#### TEXTO PROPORCIONADO

Billetes de 500 euros
Recientemente hemos sabido que en España tocamos a 2,24 billetes de 500 euros por habitante, lo que supone que en mi casa deberíamos atesorar un cash de 4.480 euros sólo en billetes grandes. Casualidad: esta misma mañana pensaba en esa curiosa paradoja según la cual, al menos en el País Vasco, los ingresos medios reconocidos en las declaraciones de renta por los asalariados son sensiblemente superiores a los de los autónomos, profesionales, industriales y empresarios diversos. Ocurre año tras año, machaconamente.
Ya con la mosca detrás de la oreja y predispuesto a cabrearme, me da por acordarme de esas consultas médicas (dentistas, ginecólogos, homeópatas y terapeutas variados) que por alguna oscura razón sólo aceptan pagos en efectivo (de las tarjetas, ni hablar). El caso es que la mayoría de la población trabajadora del país somos asalariados corrientes y molientes, y pagamos religiosa e ineludiblemente unos impuestos que Hacienda se encarga de detraer de nuestras nóminas todos los meses. Y, mientras tanto, un número indeterminado de gente cobra y atesora importantes cantidades en negro, vive sustancialmente mejor que la mayoría de los asalariados (esos coches, esos pisos...), pero paga menos impuestos.
Lo mejor de todo es que a muchos de ellos, como teóricamente son "casi pobres", les dan becas para los estudios de sus hijos, les admiten en sorteos de viviendas protegidas (y a veces hasta se las adjudican) y en general se benefician de unos servicios públicos para cuyo mantenimiento contribuyen en una proporción infinitamente inferior a la que les correspondería.
Y digo yo, ¿no es todo este panorama una verdadera burla para millones de personas? Parece ser que ahora Hacienda se ha mosqueado por lo de los billetes, pero el asunto va mucho más allá y tiene que ver con la idiosincrasia de un país en el que nos sigue pareciendo bien que los que más tienen se escaqueen y no paguen impuestos. Total, ya los pagamos los demás. Esta pequeña corrupción estructural, cotidiana y socialmente admitida no hará inmensamente rico a nadie (para eso, mejor medrar en Marbella), pero sí que lastra la modernización de un país que podría tener unos servicios públicos mucho mejor dotados.

########

* OBJETIVO DE LA TAREA *
Imprime el texto proporcionado completo, sin alterar ni una palabra ni un signo.

#### REGISTROS DE DATOS

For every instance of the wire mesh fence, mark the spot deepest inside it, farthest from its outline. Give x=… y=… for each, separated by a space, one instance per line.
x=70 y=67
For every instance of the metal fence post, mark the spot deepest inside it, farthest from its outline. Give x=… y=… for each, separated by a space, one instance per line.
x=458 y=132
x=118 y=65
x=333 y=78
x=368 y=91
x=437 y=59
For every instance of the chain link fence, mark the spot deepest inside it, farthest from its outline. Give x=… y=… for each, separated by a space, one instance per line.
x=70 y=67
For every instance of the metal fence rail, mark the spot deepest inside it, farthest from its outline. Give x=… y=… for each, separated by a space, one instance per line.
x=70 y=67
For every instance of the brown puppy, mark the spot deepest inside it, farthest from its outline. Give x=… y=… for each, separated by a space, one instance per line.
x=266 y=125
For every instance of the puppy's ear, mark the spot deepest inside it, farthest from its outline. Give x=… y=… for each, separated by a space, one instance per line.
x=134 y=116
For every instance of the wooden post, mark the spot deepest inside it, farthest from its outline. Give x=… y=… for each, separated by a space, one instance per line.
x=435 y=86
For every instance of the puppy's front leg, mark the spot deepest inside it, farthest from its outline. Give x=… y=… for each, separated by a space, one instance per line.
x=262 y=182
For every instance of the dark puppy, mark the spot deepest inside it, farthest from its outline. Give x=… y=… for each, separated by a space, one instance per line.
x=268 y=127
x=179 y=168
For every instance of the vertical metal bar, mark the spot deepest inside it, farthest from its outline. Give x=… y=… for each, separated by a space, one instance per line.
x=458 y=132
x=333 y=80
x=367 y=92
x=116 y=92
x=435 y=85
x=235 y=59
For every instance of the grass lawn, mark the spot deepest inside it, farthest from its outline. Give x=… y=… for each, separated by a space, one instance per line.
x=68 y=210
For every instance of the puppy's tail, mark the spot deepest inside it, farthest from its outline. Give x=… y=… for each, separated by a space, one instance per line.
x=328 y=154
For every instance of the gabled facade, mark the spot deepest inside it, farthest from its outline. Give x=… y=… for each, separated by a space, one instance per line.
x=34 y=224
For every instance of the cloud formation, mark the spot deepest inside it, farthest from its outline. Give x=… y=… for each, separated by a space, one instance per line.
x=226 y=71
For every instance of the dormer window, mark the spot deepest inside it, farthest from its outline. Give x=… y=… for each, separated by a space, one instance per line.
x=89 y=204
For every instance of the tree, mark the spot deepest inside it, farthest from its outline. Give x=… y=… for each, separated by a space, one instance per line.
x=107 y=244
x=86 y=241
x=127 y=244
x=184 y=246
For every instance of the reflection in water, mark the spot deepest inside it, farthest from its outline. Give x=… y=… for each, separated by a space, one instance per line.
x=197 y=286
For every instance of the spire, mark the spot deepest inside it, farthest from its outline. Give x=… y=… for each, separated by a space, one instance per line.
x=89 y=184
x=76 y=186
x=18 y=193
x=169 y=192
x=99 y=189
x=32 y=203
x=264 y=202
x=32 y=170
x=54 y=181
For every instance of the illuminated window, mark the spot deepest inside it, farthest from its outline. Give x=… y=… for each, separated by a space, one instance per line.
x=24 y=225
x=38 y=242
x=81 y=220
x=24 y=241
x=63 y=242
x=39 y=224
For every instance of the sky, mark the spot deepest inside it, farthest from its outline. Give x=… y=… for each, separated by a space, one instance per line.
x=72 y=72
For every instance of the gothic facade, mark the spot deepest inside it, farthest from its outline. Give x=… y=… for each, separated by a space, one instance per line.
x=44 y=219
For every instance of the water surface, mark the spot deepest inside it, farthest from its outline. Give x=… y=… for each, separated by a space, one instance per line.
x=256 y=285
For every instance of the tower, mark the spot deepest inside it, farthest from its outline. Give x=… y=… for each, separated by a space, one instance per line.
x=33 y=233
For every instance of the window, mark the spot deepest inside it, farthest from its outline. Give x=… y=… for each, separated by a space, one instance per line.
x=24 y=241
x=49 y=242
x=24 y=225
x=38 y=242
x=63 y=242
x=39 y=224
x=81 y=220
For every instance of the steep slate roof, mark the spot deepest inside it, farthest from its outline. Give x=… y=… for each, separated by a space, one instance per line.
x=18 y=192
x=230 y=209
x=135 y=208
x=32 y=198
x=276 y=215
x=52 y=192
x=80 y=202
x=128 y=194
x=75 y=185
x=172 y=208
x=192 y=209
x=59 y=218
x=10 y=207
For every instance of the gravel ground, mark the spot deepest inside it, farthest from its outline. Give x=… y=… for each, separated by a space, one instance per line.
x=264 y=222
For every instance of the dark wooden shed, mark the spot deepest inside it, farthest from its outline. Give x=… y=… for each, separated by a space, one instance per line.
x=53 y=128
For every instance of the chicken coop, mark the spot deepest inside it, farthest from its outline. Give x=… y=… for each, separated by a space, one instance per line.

########

* RESULTADO DEL EJERCICIO *
Billetes de 500 euros
Recientemente hemos sabido que en España tocamos a 2,24 billetes de 500 euros por habitante, lo que supone que en mi casa deberíamos atesorar un cash de 4.480 euros sólo en billetes grandes. Casualidad: esta misma mañana pensaba en esa curiosa paradoja según la cual, al menos en el País Vasco, los ingresos medios reconocidos en las declaraciones de renta por los asalariados son sensiblemente superiores a los de los autónomos, profesionales, industriales y empresarios diversos. Ocurre año tras año, machaconamente.
Ya con la mosca detrás de la oreja y predispuesto a cabrearme, me da por acordarme de esas consultas médicas (dentistas, ginecólogos, homeópatas y terapeutas variados) que por alguna oscura razón sólo aceptan pagos en efectivo (de las tarjetas, ni hablar). El caso es que la mayoría de la población trabajadora del país somos asalariados corrientes y molientes, y pagamos religiosa e ineludiblemente unos impuestos que Hacienda se encarga de detraer de nuestras nóminas todos los meses. Y, mientras tanto, un número indeterminado de gente cobra y atesora importantes cantidades en negro, vive sustancialmente mejor que la mayoría de los asalariados (esos coches, esos pisos...), pero paga menos impuestos.
Lo mejor de todo es que a muchos de ellos, como teóricamente son "casi pobres", les dan becas para los estudios de sus hijos, les admiten en sorteos de viviendas protegidas (y a veces hasta se las adjudican) y en general se benefician de unos servicios públicos para cuyo mantenimiento contribuyen en una proporción infinitamente inferior a la que les correspondería.
Y digo yo, ¿no es todo este panorama una verdadera burla para millones de personas? Parece ser que ahora Hacienda se ha mosqueado por lo de los billetes, pero el asunto va mucho más allá y tiene que ver con la idiosincrasia de un país en el que nos sigue pareciendo bien que los que más tienen se escaqueen y no paguen impuestos. Total, ya los pagamos los demás. Esta pequeña corrupción estructural, cotidiana y socialmente admitida no hará inmensamente rico a nadie (para eso, mejor medrar en Marbella), pero sí que lastra la modernización de un país que podría tener unos servicios públicos mucho mejor dotados.